» Data lines
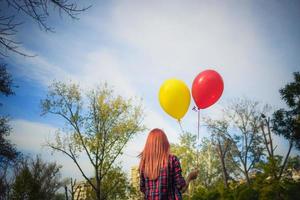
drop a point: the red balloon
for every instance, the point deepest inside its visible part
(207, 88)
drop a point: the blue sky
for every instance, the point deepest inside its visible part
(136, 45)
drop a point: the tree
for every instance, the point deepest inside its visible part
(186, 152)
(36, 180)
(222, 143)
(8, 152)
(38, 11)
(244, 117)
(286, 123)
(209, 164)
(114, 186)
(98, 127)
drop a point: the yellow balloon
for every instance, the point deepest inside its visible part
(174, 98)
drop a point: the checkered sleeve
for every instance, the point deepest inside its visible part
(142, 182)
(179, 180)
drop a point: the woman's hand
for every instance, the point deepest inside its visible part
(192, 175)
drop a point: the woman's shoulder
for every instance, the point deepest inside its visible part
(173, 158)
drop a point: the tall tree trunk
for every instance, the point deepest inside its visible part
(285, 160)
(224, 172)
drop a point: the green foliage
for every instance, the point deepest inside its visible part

==

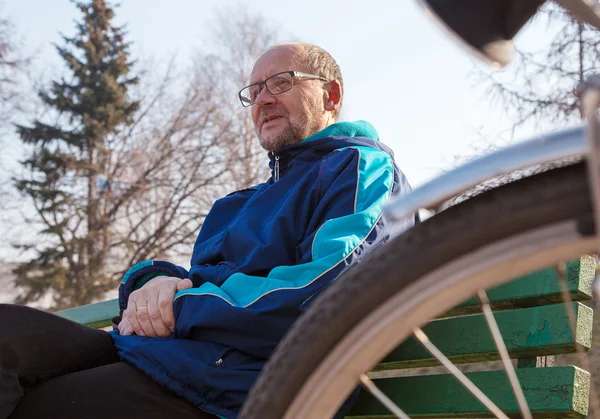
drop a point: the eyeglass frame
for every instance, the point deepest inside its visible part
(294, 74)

» Goal
Please return each line in the material above that contains the word "balloon".

» Exercise solution
drop a point: the red balloon
drop a point: the yellow balloon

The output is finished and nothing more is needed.